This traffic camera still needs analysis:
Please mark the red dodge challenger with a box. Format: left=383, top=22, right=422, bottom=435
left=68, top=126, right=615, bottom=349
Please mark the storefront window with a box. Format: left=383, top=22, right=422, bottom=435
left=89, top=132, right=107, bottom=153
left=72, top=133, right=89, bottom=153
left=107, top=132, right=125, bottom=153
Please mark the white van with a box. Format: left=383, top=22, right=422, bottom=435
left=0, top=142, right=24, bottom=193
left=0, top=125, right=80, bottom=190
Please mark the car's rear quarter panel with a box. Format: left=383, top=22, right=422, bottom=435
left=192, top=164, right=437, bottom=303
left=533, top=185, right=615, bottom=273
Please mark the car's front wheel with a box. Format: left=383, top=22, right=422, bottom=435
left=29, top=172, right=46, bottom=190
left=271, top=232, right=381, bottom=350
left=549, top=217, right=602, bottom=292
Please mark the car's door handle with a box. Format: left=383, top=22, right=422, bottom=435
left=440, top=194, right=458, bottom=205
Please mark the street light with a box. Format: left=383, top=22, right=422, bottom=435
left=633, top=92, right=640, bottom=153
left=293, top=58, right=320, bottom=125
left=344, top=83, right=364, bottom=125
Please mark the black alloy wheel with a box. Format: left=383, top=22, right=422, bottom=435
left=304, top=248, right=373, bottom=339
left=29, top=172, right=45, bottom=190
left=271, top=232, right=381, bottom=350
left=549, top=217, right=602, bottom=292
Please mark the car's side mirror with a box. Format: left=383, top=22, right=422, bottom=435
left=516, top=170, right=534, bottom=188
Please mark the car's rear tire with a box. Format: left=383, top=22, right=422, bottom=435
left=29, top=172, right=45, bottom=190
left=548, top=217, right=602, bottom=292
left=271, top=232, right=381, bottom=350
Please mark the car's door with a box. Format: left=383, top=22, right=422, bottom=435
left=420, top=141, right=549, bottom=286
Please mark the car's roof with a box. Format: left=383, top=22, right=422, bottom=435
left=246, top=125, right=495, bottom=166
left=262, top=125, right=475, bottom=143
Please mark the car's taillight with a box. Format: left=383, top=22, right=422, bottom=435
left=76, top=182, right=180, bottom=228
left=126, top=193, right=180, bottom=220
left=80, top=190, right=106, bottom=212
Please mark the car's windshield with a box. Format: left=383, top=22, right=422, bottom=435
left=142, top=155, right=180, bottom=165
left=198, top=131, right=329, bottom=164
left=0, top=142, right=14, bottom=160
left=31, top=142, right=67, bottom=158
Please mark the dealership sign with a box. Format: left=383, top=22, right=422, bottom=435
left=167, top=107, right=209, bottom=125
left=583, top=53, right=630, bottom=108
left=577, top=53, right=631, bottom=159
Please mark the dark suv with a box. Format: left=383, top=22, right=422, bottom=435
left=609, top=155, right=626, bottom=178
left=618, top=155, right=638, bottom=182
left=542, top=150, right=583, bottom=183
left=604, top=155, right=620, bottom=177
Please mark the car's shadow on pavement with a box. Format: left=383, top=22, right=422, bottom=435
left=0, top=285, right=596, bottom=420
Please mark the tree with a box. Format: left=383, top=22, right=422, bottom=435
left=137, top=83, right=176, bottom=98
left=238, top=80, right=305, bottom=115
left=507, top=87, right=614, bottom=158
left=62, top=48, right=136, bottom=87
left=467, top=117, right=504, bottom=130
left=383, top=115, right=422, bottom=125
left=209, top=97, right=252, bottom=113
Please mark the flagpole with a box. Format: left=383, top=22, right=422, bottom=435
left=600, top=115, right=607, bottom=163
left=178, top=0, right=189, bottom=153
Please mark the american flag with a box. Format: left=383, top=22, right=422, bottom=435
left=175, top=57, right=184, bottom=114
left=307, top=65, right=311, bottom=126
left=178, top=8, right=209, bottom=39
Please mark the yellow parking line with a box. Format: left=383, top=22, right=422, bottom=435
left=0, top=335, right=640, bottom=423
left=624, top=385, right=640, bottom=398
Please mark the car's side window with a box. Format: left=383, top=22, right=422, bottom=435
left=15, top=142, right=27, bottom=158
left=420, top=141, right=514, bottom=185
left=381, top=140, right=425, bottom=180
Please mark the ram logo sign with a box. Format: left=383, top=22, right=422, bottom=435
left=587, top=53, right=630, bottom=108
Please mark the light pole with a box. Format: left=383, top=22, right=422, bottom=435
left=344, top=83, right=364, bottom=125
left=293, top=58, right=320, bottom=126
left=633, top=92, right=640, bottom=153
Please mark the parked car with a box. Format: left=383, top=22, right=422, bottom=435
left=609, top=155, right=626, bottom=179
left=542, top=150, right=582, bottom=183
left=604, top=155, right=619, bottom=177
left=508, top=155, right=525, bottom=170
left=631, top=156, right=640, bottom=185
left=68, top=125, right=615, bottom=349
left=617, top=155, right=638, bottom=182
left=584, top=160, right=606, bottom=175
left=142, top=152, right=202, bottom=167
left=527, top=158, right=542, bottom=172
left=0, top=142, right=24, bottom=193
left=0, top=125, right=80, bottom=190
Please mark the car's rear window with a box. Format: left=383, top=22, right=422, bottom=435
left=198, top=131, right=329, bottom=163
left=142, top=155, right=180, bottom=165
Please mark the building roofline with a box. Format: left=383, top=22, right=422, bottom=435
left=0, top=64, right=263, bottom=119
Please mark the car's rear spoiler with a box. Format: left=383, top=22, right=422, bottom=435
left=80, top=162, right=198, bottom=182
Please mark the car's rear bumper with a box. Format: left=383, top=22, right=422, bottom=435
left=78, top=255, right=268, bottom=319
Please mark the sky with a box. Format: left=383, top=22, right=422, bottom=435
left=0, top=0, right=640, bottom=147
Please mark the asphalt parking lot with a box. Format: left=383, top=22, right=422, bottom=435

Exercise task:
Change every "with a box" in the lines above to "with a bounding box", and give the lines again with nothing else altered.

Written response:
This traffic camera still needs analysis:
Please mark the red dodge challenger with a bounding box. Format: left=383, top=22, right=422, bottom=435
left=68, top=126, right=615, bottom=349
Please mark the storefront window with a bounding box. Format: left=383, top=22, right=422, bottom=435
left=89, top=132, right=107, bottom=153
left=72, top=133, right=89, bottom=153
left=107, top=132, right=125, bottom=153
Please mark the white van with a bounding box. Format: left=383, top=22, right=422, bottom=435
left=0, top=142, right=24, bottom=193
left=0, top=125, right=80, bottom=190
Please mark the car's rear quarter panel with a bounding box. Format: left=383, top=22, right=422, bottom=435
left=192, top=164, right=437, bottom=303
left=533, top=185, right=615, bottom=273
Please mark the car's front wheel with a bounding box. Format: left=383, top=22, right=422, bottom=435
left=29, top=172, right=46, bottom=190
left=271, top=232, right=381, bottom=350
left=549, top=217, right=602, bottom=292
Please mark the car's door handle with a bounding box. Format: left=383, top=22, right=422, bottom=435
left=440, top=194, right=458, bottom=205
Please mark the street light with a bounding box. Format: left=383, top=22, right=422, bottom=435
left=633, top=92, right=640, bottom=153
left=293, top=58, right=320, bottom=125
left=344, top=83, right=364, bottom=125
Please mark the black alloy wheel with a bounding box. Format: left=383, top=22, right=422, bottom=435
left=304, top=248, right=373, bottom=339
left=29, top=172, right=45, bottom=190
left=271, top=232, right=381, bottom=350
left=549, top=217, right=602, bottom=292
Please mark the car's side mirror with a bounding box. Format: left=383, top=22, right=422, bottom=435
left=516, top=170, right=534, bottom=188
Please mark the car's rear tire with a bounding box. Format: left=383, top=22, right=422, bottom=435
left=29, top=172, right=45, bottom=190
left=548, top=217, right=602, bottom=292
left=271, top=232, right=381, bottom=350
Please mark the car's door with a bounding box. Format: left=383, top=22, right=422, bottom=435
left=420, top=141, right=549, bottom=286
Please mark the car's roof with a bounding box. Format: left=383, top=22, right=422, bottom=435
left=246, top=125, right=495, bottom=166
left=262, top=125, right=475, bottom=143
Please mark the car's taillight with a bounding box. Format: left=383, top=22, right=422, bottom=435
left=76, top=182, right=180, bottom=228
left=126, top=193, right=180, bottom=220
left=80, top=190, right=106, bottom=212
Please mark the car's windshield with a bounding box. Format: left=383, top=22, right=422, bottom=435
left=142, top=155, right=180, bottom=165
left=198, top=131, right=329, bottom=164
left=0, top=142, right=14, bottom=160
left=31, top=142, right=67, bottom=158
Please mark the dealership sign with a bounding box. Format: left=383, top=22, right=422, bottom=435
left=167, top=107, right=209, bottom=125
left=583, top=53, right=630, bottom=108
left=577, top=53, right=631, bottom=159
Please mark the dark suv with a bounding box. Format: left=383, top=22, right=422, bottom=435
left=609, top=155, right=626, bottom=178
left=618, top=155, right=638, bottom=182
left=542, top=150, right=583, bottom=183
left=604, top=155, right=620, bottom=177
Please mark the car's shadow on pavement with a bounding box. Format: left=383, top=22, right=422, bottom=435
left=0, top=285, right=596, bottom=420
Please mark the tree with a bounding box. Format: left=383, top=22, right=422, bottom=435
left=137, top=83, right=176, bottom=98
left=238, top=80, right=305, bottom=115
left=507, top=87, right=614, bottom=158
left=62, top=48, right=136, bottom=87
left=467, top=117, right=504, bottom=130
left=383, top=115, right=422, bottom=125
left=209, top=97, right=252, bottom=113
Please mark the flagpole with a bounding box. Format: left=383, top=22, right=422, bottom=435
left=600, top=115, right=607, bottom=163
left=178, top=0, right=189, bottom=153
Please mark the american flag with a bounding box. Format: left=383, top=22, right=422, bottom=435
left=175, top=57, right=184, bottom=114
left=307, top=65, right=311, bottom=126
left=178, top=8, right=209, bottom=39
Please mark the yellow parking line with a bounding box. Format: left=383, top=22, right=422, bottom=435
left=0, top=335, right=640, bottom=423
left=624, top=385, right=640, bottom=398
Please mark the car's side window with a bounding box. Format: left=383, top=22, right=422, bottom=435
left=15, top=142, right=27, bottom=158
left=420, top=141, right=514, bottom=185
left=381, top=140, right=425, bottom=180
Please mark the ram logo sign with a bounding box. Format: left=383, top=22, right=422, bottom=435
left=587, top=53, right=630, bottom=108
Please mark the light pole with a bounding box. Format: left=383, top=22, right=422, bottom=435
left=344, top=83, right=364, bottom=125
left=293, top=58, right=320, bottom=126
left=633, top=92, right=640, bottom=153
Please mark the parked car with a bounding box. Format: left=383, top=22, right=422, bottom=435
left=609, top=155, right=626, bottom=179
left=542, top=150, right=582, bottom=183
left=604, top=155, right=619, bottom=177
left=508, top=155, right=525, bottom=170
left=631, top=156, right=640, bottom=185
left=68, top=125, right=615, bottom=349
left=617, top=155, right=638, bottom=182
left=584, top=160, right=606, bottom=175
left=142, top=152, right=202, bottom=167
left=527, top=158, right=542, bottom=172
left=0, top=142, right=24, bottom=193
left=0, top=125, right=80, bottom=190
Please mark the car's rear window with a bounding box. Format: left=383, top=22, right=422, bottom=435
left=198, top=131, right=329, bottom=163
left=142, top=155, right=180, bottom=165
Please mark the building roofline with a bounding box. Format: left=383, top=22, right=422, bottom=435
left=0, top=64, right=263, bottom=119
Please mark the car's rear spoiler with a bounding box. Format: left=383, top=22, right=422, bottom=435
left=80, top=162, right=198, bottom=182
Please mark the car's rear bumper with a bounding box. Format: left=383, top=22, right=422, bottom=435
left=78, top=255, right=268, bottom=319
Please mark the sky with a bounding box. Format: left=383, top=22, right=422, bottom=435
left=0, top=0, right=640, bottom=147
Please mark the asphalt parking lot with a bounding box. Format: left=383, top=22, right=422, bottom=435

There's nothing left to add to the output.